** START **
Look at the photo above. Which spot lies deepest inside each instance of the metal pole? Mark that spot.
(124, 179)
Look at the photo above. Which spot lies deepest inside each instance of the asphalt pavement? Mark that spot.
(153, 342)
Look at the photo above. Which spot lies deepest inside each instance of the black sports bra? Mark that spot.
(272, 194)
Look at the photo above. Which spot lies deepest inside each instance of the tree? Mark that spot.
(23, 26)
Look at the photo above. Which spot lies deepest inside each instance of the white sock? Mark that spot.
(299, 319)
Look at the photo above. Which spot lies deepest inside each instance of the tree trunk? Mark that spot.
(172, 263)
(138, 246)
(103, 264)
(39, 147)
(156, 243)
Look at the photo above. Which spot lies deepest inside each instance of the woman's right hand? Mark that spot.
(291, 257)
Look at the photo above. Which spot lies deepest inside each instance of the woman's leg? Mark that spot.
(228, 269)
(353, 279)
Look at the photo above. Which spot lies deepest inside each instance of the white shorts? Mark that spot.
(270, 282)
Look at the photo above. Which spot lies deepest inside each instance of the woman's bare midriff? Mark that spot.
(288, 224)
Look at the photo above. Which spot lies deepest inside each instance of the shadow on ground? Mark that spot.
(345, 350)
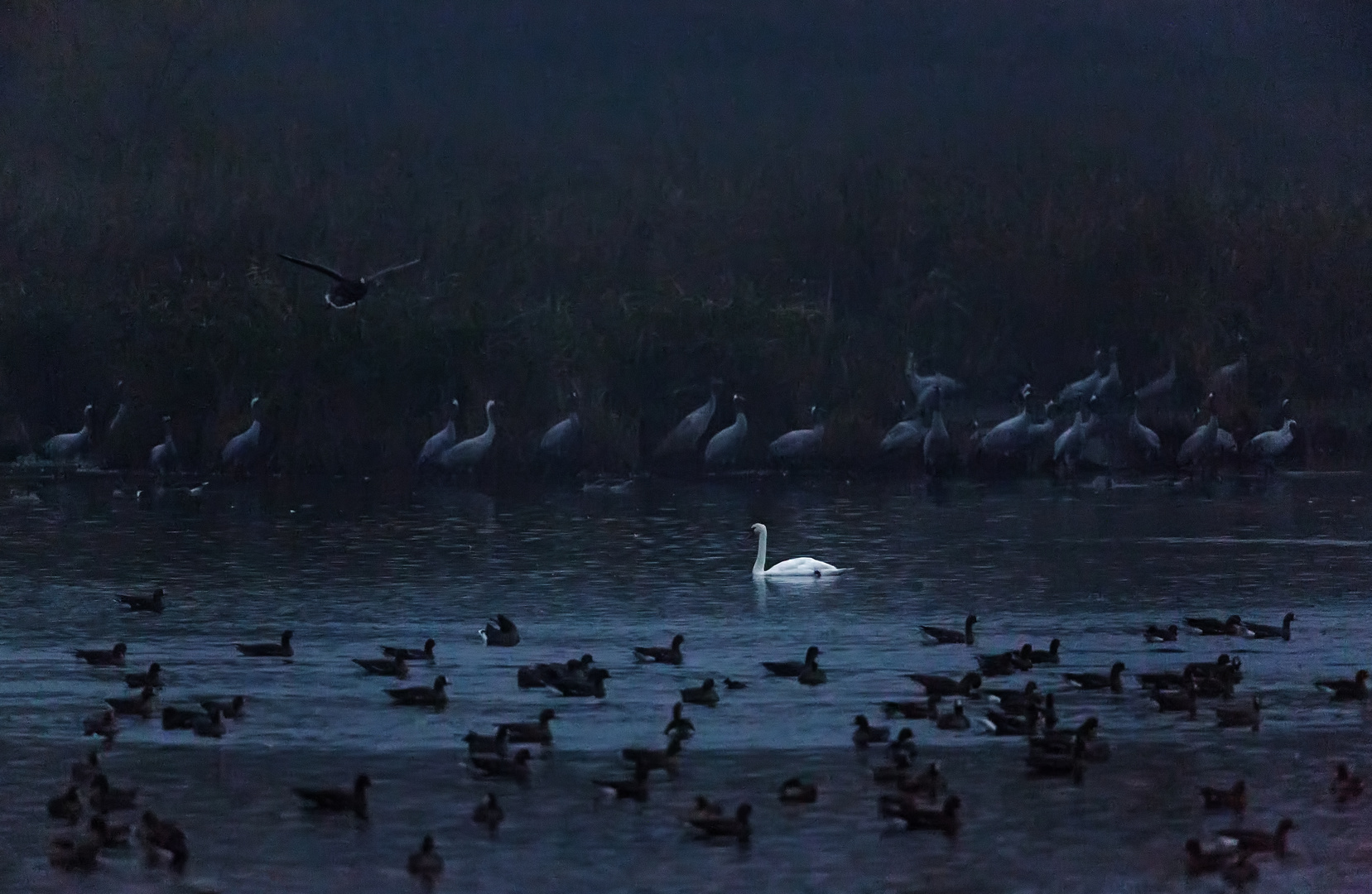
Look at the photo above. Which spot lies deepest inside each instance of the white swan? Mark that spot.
(791, 568)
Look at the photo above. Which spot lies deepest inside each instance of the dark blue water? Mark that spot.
(352, 566)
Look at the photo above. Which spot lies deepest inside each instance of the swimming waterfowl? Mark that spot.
(346, 291)
(384, 666)
(426, 863)
(66, 806)
(497, 767)
(703, 694)
(956, 720)
(1346, 786)
(792, 668)
(680, 727)
(411, 654)
(210, 726)
(1240, 714)
(1215, 627)
(1039, 656)
(267, 650)
(143, 603)
(633, 789)
(1161, 634)
(231, 709)
(1257, 841)
(1100, 680)
(489, 812)
(944, 637)
(152, 678)
(666, 760)
(796, 791)
(338, 800)
(803, 566)
(866, 734)
(104, 798)
(662, 654)
(1234, 798)
(503, 632)
(1267, 631)
(423, 695)
(532, 733)
(927, 709)
(104, 657)
(593, 685)
(140, 705)
(936, 685)
(1346, 690)
(735, 826)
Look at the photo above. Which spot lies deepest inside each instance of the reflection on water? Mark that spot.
(352, 566)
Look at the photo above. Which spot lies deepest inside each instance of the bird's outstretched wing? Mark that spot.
(400, 267)
(317, 267)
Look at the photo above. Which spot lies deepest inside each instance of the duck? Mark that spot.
(140, 705)
(1157, 634)
(496, 766)
(1267, 631)
(662, 654)
(1039, 656)
(210, 726)
(476, 743)
(680, 727)
(1346, 690)
(532, 733)
(1215, 627)
(338, 800)
(941, 686)
(1346, 786)
(152, 678)
(1257, 841)
(384, 666)
(104, 798)
(866, 734)
(946, 637)
(426, 863)
(267, 650)
(703, 694)
(796, 791)
(423, 695)
(503, 632)
(1234, 798)
(633, 789)
(346, 291)
(489, 812)
(469, 453)
(231, 709)
(735, 826)
(666, 760)
(104, 657)
(1240, 714)
(438, 443)
(411, 654)
(1100, 680)
(956, 720)
(927, 709)
(728, 443)
(143, 603)
(593, 685)
(792, 668)
(803, 566)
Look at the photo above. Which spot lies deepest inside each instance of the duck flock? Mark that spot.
(912, 795)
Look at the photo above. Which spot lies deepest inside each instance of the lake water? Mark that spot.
(354, 565)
** END **
→ **Objective**:
Drop the pictures and reproduce the rest of the entries above exactly.

→ **Result**:
Look at the photo above. Which spot lies deepest inside each instance of the metal pole? Mark that spot.
(124, 179)
Look at the photo above. Which spot lies deepest inside each instance of the asphalt pavement? Mark that spot.
(153, 342)
Look at the photo above. Which spot lies deepest inside each instance of the black sports bra? Mark that spot.
(272, 194)
Look at the photo above. Which spot lies deepest inside each instance of the tree? Mark that spot.
(23, 26)
Look at the photo above. Which spot lies deepest inside each instance of the white sock? Mark that spot.
(299, 319)
Look at the photo above. Which spot lies deepest inside each instance of the tree trunk? Mark that spot.
(172, 263)
(138, 246)
(103, 264)
(39, 147)
(156, 243)
Look at the photo above. Which spot lies deepest inside each instance of the woman's right hand? Mark that spot.
(291, 257)
Look at the photo above. Which spot lies deepest inside each instance of the woman's leg? Mark that spot.
(228, 269)
(353, 279)
Look at the photo above. Which spot lies deepest inside each instance of the white shorts? Mark that spot.
(270, 282)
Look at the photo above. Which spot lies deepest inside each instance of the woman's bare midriff? Mark that spot.
(288, 224)
Look at the photo above. Which spot lies deepest inside each instance of the shadow on ground? Mark that spot.
(345, 350)
Look at the photo above. Which spot lies deepest inside each instance of the white swan? Mark that spot.
(791, 568)
Look at the photo above. Which spot lies deepest inside each instance of the dark blue water? Mark that spot.
(352, 566)
Look at the photo above. Which spot lies deepest inside each instance of the swimming waterfowl? Mark that spot.
(346, 291)
(384, 666)
(426, 863)
(66, 806)
(497, 767)
(703, 694)
(956, 720)
(1346, 786)
(792, 668)
(680, 727)
(411, 654)
(210, 726)
(1240, 714)
(1215, 627)
(1039, 656)
(267, 650)
(143, 603)
(633, 789)
(1161, 634)
(231, 709)
(1257, 841)
(1100, 680)
(489, 812)
(944, 637)
(152, 678)
(666, 760)
(796, 791)
(338, 800)
(803, 566)
(866, 734)
(104, 798)
(662, 654)
(1234, 798)
(503, 632)
(1267, 631)
(423, 695)
(532, 733)
(927, 709)
(104, 657)
(593, 685)
(140, 705)
(936, 685)
(1346, 690)
(735, 826)
Look at the photo above. Which spot lies deepest inside each instance of the reflection on water? Mark that spot.
(352, 566)
Look at the photo above. Which spot lies deepest inside each instance of the bird's outstretched wing? Mark that spot.
(400, 267)
(317, 267)
Look at the photo above. Which spot lies deepest inside each instance of the duck? Mark that spot.
(140, 705)
(1157, 634)
(496, 766)
(1267, 631)
(662, 654)
(1039, 656)
(210, 726)
(476, 743)
(680, 727)
(1346, 690)
(532, 733)
(1215, 627)
(338, 800)
(941, 686)
(1346, 786)
(152, 678)
(1257, 841)
(384, 666)
(104, 798)
(866, 734)
(946, 637)
(426, 863)
(267, 650)
(703, 694)
(796, 791)
(423, 695)
(503, 632)
(1234, 798)
(633, 789)
(346, 291)
(489, 812)
(469, 453)
(231, 709)
(735, 826)
(666, 760)
(104, 657)
(1240, 714)
(438, 443)
(411, 654)
(1100, 680)
(956, 720)
(927, 709)
(728, 443)
(143, 603)
(593, 685)
(792, 668)
(803, 566)
Look at the photo above. Which spot lies deepest inside each instance of the duck flock? Mark that spot.
(912, 795)
Look at the photo above. Which spot lies deepest inside each instance of the lake water? Mark that spot.
(354, 565)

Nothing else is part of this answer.